=== Text passage ===

# Mimizan Plage Aires



## RainDancer (May 24, 2005)

Hello everybody

Has anyone stayed at Mimizan Plage near Aquitaine. I will be going down that way in October to Benicasim, Costa Azaha, Spain. I have read the reports but it is much better to hear from somebody who has been.

Thanks.


----------



## peejay (May 10, 2005)

Hi Raindancer,

We stayed overnight here Sept 03, nothing more than a huge car park located behind the dunes, the weather was absolutely attrocious on our visit with gale force winds (boy, that sand gets in everywhere!) and swimming was banned due to violent tides. Should normally cost €10 p/n including electricity but the horrodateur machine and electric posts were broken so we had a freebie. We shared the carpark with only 2 other vans but it looks popular in high season. Within walking distance of Mimizan and shops and the beach is just over the dunes. Worth a visit as long as you get the weather.

theres a brief report by me in the MHF campsite database, do a search with 'mimizan' as the key word.

Photo's courtesy of the campingcar-infos website...



















pj


----------



## RainDancer (May 24, 2005)

Hello Peejay

Thanks for the info, we will only be staying for possible 1-2 nights on our way down to Spain so it looks like Mimizan will be OK. I had a look before posting the request at the data base. I also have the current Aires book but I like someone to say it's OK or I have been and will not go again.

===

**What to work on**.
Write out everything in the Mimizan Plage thread from "## peejay (May" down to "the campingcar-infos website...", word for word. Rely on nothing but the Mimizan Plage thread above.

=== Data rows ===

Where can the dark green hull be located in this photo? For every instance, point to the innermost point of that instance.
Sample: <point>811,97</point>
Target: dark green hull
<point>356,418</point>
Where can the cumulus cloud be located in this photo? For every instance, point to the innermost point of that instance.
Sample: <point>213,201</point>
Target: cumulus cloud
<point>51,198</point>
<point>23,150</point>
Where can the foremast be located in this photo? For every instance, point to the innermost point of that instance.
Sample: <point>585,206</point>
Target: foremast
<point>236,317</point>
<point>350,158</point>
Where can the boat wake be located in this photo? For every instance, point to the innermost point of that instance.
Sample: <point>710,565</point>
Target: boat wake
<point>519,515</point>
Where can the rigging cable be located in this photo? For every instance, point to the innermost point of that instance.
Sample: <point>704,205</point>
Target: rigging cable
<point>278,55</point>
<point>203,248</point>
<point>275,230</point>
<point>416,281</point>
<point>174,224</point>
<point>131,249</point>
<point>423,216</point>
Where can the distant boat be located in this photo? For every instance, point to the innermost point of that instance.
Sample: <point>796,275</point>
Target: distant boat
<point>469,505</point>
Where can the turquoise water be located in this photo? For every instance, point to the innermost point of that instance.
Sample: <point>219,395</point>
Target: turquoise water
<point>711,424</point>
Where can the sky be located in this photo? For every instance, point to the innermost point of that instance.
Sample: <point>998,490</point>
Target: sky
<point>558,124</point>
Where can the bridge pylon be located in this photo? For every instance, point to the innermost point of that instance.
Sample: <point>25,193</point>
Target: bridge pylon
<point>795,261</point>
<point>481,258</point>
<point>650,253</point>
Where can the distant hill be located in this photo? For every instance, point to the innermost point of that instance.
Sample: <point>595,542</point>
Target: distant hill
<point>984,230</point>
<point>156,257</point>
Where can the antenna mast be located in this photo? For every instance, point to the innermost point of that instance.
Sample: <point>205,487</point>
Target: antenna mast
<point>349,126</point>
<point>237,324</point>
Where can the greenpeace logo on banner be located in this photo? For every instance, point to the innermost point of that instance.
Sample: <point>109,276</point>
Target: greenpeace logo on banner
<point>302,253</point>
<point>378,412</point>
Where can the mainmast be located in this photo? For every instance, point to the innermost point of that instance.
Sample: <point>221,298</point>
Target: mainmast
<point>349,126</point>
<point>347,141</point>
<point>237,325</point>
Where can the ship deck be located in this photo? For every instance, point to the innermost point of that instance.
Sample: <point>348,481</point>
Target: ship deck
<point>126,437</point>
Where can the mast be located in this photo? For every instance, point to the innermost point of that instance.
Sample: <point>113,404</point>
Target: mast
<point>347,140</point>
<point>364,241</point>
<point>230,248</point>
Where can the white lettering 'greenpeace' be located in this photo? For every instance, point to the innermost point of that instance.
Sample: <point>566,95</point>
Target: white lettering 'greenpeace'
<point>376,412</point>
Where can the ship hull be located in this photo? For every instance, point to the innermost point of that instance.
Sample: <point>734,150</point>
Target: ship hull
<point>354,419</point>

===

**Exercise result**.
## peejay (May 10, 2005)

Hi Raindancer,

We stayed overnight here Sept 03, nothing more than a huge car park located behind the dunes, the weather was absolutely attrocious on our visit with gale force winds (boy, that sand gets in everywhere!) and swimming was banned due to violent tides. Should normally cost €10 p/n including electricity but the horrodateur machine and electric posts were broken so we had a freebie. We shared the carpark with only 2 other vans but it looks popular in high season. Within walking distance of Mimizan and shops and the beach is just over the dunes. Worth a visit as long as you get the weather.

theres a brief report by me in the MHF campsite database, do a search with 'mimizan' as the key word.

Photo's courtesy of the campingcar-infos website...